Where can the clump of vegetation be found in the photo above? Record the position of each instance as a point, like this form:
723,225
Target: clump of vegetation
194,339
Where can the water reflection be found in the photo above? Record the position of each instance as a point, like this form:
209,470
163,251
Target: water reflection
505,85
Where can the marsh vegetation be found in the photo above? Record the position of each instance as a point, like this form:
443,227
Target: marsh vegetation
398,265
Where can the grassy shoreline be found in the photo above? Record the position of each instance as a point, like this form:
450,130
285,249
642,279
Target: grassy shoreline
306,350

...

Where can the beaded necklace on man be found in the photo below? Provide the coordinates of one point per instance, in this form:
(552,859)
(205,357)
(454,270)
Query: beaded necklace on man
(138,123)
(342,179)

#### Exercise brief:
Once you have found every line above holding the word "form", copy those lines.

#### Reply to the task:
Where can the clump of vegetation be found in the photo above? Record the position of each instance as a point, like this form:
Where can the water reflection be found in the photo above? Record the position of each instance as a point, like this form:
Where can the marsh vegetation be found in the photo above? Record the position of each instance as a point, like this form:
Where can the grassy shoreline be found in the photo above? Record the position of each instance as a point, like this form:
Where can the beaded necklace on man be found in the photo below? Provide the coordinates of one point per instance, in this form:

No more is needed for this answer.